> **Brief**: Rewrite the data below as a two-column CSV with the header row instruction,points, giving one row to each instruction and its answer. Put the instruction text and its answer each in a single double-quoted field, with line breaks replaced by spaces.

** START OF Dataset records **

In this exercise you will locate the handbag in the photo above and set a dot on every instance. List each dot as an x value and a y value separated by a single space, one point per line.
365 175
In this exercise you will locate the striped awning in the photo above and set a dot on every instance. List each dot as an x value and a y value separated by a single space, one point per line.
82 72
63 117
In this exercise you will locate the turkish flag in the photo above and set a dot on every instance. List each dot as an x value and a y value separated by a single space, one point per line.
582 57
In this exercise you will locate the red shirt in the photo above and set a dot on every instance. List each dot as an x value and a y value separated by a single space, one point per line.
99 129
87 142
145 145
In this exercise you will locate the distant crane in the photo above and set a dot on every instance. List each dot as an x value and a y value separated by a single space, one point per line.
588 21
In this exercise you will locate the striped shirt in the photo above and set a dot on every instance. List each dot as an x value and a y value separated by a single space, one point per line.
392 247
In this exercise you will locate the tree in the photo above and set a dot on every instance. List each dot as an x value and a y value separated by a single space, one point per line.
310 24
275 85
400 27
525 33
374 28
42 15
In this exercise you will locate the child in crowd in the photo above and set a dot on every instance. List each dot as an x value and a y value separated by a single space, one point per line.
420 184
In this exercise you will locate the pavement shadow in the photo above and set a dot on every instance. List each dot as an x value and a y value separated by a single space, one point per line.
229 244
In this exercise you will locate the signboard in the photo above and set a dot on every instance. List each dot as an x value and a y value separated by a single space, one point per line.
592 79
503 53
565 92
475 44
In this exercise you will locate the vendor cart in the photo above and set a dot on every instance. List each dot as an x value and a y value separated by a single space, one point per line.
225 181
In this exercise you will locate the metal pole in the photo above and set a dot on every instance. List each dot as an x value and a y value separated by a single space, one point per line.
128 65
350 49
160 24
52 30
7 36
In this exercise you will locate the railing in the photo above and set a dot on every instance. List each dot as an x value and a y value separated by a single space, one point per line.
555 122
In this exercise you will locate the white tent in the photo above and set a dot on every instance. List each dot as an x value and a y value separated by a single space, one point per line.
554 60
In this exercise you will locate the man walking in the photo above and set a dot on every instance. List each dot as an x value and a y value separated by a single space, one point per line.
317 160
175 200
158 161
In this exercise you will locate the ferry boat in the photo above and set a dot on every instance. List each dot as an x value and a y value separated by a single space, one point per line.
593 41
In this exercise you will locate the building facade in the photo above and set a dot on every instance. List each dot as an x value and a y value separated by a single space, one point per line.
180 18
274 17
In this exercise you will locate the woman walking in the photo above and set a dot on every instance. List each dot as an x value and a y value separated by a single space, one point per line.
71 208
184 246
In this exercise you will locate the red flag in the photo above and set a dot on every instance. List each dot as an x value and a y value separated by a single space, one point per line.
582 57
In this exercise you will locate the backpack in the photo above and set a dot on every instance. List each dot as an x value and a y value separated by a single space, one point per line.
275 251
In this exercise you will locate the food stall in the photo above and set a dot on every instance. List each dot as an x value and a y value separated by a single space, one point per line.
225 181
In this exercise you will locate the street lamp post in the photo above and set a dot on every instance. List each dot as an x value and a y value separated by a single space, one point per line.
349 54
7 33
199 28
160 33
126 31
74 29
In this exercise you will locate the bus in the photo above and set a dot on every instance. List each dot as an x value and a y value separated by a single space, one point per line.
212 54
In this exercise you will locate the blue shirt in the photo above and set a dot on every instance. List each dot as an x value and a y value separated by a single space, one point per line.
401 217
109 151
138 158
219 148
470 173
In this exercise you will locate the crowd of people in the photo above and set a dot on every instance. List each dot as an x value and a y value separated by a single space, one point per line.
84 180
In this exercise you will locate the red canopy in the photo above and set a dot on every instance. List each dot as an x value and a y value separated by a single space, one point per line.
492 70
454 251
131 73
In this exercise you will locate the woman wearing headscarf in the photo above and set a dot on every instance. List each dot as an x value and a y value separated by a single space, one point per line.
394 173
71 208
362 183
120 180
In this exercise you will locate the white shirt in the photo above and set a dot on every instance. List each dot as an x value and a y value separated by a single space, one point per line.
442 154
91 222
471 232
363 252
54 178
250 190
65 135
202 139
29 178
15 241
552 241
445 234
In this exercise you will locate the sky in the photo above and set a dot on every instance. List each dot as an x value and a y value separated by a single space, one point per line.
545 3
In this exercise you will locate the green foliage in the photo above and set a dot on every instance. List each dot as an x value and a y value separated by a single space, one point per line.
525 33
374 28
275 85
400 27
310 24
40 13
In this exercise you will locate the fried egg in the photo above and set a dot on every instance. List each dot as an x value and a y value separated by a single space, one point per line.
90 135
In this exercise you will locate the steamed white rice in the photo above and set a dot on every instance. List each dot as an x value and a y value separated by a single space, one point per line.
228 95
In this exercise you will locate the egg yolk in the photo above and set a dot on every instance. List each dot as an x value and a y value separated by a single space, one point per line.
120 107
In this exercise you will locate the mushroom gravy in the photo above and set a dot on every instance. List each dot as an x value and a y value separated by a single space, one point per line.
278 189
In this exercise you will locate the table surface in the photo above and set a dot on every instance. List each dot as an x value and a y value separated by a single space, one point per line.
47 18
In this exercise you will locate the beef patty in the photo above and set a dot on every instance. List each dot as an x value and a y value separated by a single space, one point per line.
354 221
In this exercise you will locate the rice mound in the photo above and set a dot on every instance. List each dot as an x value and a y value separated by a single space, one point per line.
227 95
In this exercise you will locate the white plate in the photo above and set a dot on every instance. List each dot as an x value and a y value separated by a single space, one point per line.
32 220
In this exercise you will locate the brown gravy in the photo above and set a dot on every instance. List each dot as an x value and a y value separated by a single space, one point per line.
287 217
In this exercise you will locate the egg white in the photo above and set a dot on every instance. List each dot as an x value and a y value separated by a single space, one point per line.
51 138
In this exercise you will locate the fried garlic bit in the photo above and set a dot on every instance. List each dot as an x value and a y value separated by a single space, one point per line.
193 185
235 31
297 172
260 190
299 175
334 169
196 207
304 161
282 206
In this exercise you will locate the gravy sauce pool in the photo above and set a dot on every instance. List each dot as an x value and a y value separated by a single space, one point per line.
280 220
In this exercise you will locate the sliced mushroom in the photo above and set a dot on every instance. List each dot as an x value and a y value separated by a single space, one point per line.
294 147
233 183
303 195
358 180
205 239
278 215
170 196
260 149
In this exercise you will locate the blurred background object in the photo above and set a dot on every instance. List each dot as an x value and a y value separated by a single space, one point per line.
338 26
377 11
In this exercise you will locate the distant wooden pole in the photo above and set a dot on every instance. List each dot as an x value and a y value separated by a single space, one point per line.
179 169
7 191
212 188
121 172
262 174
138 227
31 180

** END OF Dataset records **

> **The answer**:
instruction,points
"In this exercise you will locate the handbag in the photo above and set a dot on every instance. List each dot as an x value and a y value separated by a single space, one point per line.","365 175"
"In this exercise you will locate the striped awning in the photo above and set a dot on every instance. List each dot as an x value and a y value separated by a single space, one point per line.","82 72 63 117"
"In this exercise you will locate the turkish flag in the photo above and set a dot on every instance. List each dot as an x value and a y value separated by a single space, one point per line.","582 57"
"In this exercise you will locate the red shirt in the photo above and set a dot on every instance. List each dot as an x value and a y value separated by a single space, one point per line.","99 129 87 142 145 145"
"In this exercise you will locate the distant crane in the photo above and set a dot on every instance. List each dot as an x value and a y value separated by a single space, one point per line.","588 21"
"In this exercise you will locate the striped shirt in the photo above and set a dot on every instance. List each dot as an x value and a y value separated by a single space, one point per line.","392 247"
"In this exercise you will locate the tree in the photo above and set a dot on every instance. List each dot as an x value and a y value separated by a single space, one point per line.","310 24 275 85 400 27 525 33 374 28 42 15"
"In this exercise you will locate the child in crowd in the photo above and set a dot on every instance. List each dot as an x value and a y value separated by a single space, one point per line.","420 184"
"In this exercise you will locate the pavement shadow in the photo above and set a dot on every instance. List each dot as an x value and a y value separated by a single space, one point per line.","229 244"
"In this exercise you will locate the signboard in the photo above and set a dot on every instance. List each dot as an x value and a y value separated by a single space, one point per line.","592 79 503 53 565 92 475 44"
"In this exercise you will locate the vendor cart in the photo above and set a dot on every instance. List each dot as an x value and a y value separated by a single space, one point per line.","225 181"
"In this exercise you will locate the metal pole in the photo above and set a dot on every instance. List each dot as an x value and a y value separated by a single space, one point per line.","128 65 350 49 160 24 52 30 7 36"
"In this exercise you will locate the railing in the photo above and set a dot on every instance. List each dot as an x value and a y value separated by a single space, one point per line.","555 122"
"In this exercise you will locate the white tent in the photo above and set a dot on every instance. List each dot as an x value and a y value separated by a single space, one point per line.","554 60"
"In this exercise you will locate the man walking in the photo above and set a dot on every instance. List each dot as an x value and a y value separated by a single space, one point per line.","317 160 175 200 158 161"
"In this exercise you will locate the ferry boat in the photo above and set a dot on every instance. List each dot as an x value and a y value separated by a single space, one point per line.","593 41"
"In this exercise you will locate the building facade in the photo above and set a dot on every instance. List each dot as an x value and a y value separated by a single space, one point per line.","180 18 274 17"
"In this exercise you will locate the woman walking in the photo above and set a dot on every instance. List each dot as an x value and a y value separated by a single space, one point per line.","71 208 184 246"
"In this exercise you will locate the red flag in the photo above and set a dot on every instance. List each dot as an x value and a y value separated by a single space, one point per line.","582 57"
"In this exercise you will locate the backpack in the photo above and set a dot on every instance. List each dot as an x value and a y value separated by a single space, one point per line.","275 251"
"In this exercise you will locate the food stall in the photo above and set a dot on every instance. List each dot as an x value and a y value separated by a single space, one point per line.","225 181"
"In this exercise you will locate the street lamp post in the photo above and set a dot on every instance. List each dot as an x value and a y value separated by a single space, one point per line.","349 54 7 33 199 28 160 33 126 31 74 29"
"In this exercise you will locate the bus in the photo above and set a dot on every instance. List each dot as an x value and a y value separated by a single space, one point per line.","212 54"
"In this exercise you will locate the blue shirt in the photo above and set a dot on every instance. List each dot as an x value and a y value separated by a single space, one point per line.","401 217 109 151 138 158 219 148 470 173"
"In this exercise you will locate the crowd of people in the photo above and set a dot on every instance. List each dot as an x value and a y value separated by a single space, one point per line.","84 180"
"In this exercise you will locate the red canopy in the photo above and set a dot on every instance. List each dot as an x value and a y value separated by a single space, one point per line.","492 70 454 251 131 73"
"In this exercise you will locate the woman wearing headscarf in the photo above and set a dot on every instance. List each dot as an x value and a y value separated by a single space, one point per line.","394 173 71 208 362 183 120 180"
"In this exercise you will locate the white shirt in the photo above and set a dot on every instance. List each dot as an x value and a y value separated by a single space, one point per line.","442 154 91 222 471 232 363 252 54 178 250 190 65 135 202 139 29 178 15 241 552 241 445 234"
"In this exercise you will locate the sky in the photo above and set a dot on every instance. List each dot as an x value and a y value separated by a single space, one point per line.","545 3"
"In this exercise you will locate the green foliage in the photo above and set a dot on every instance. List each dot as an x value and a y value separated by a single space, one point per line.","525 33 374 28 275 85 400 27 310 24 40 13"
"In this exercise you will locate the fried egg in the photo above and set a dot on every instance. List each dot as an x value and a y value separated by a single space, one point per line.","90 135"
"In this exercise you will locate the steamed white rice in the photo above and set a dot on every instance. List each dot as an x value and a y value separated by a single space, one point per line.","228 95"
"In this exercise you will locate the egg yolk in the photo above and set a dot on every instance. List each dot as an x value and a y value separated by a single space, one point per line.","120 107"
"In this exercise you will locate the mushroom gravy in the photo above and set a dot on every instance. List each dot as an x value and a y value separated by a single space, one point per line.","278 189"
"In this exercise you will locate the table surface in the photo above and set a dot on every instance. List each dot as an x value and a y value separated by a single space, one point per line.","47 18"
"In this exercise you will locate the beef patty in the photo above and set a dot on every instance. List each dot as an x value and a y value separated by a single space, one point per line.","354 221"
"In this exercise you will locate the rice mound in the photo above and set a dot on every instance. List each dot as an x value and a y value separated by a single space, one point per line.","227 95"
"In this exercise you will locate the white plate in the photo above and set a dot on every instance. List each dot as an x value and a y value separated by a single space, one point per line.","32 220"
"In this exercise you will locate the brown gravy in the photo above and set a dot on every instance. List each dot as an x value and a y value separated by a single space, one point per line.","287 217"
"In this exercise you will locate the egg white in the photo above and set a dot on every instance. List each dot as an x value and a y value separated by a single space, one point per line.","51 138"
"In this exercise you will locate the fried garlic bit in the photo above and set a dot on every instance. List each dot as an x value and a y value separated by a single space, one point per line.","193 185 235 31 297 172 260 190 299 175 334 169 196 207 304 161 282 206"
"In this exercise you will locate the gravy sauce pool in the photo above and set a dot on every instance. List each dot as an x value and a y value separated by a single space, one point per line.","280 220"
"In this exercise you will locate the sliced mushroom in the photo above and set a dot on every instance. List each dot as an x value and a y value separated by a single space, one point per line.","294 147 233 183 303 195 358 180 205 239 278 215 170 196 260 149"
"In this exercise you will locate the blurred background object in the photo above and set a dot on every instance. List each dot as an x value and a y value separated by a single space, one point per line.","338 26 377 11"
"In this exercise you will locate the distant wooden pole in the photo above and set a dot on every instance. List each dot as an x value and a y value separated by a single space, one point per line.","179 169 7 191 212 188 121 172 262 174 138 227 31 180"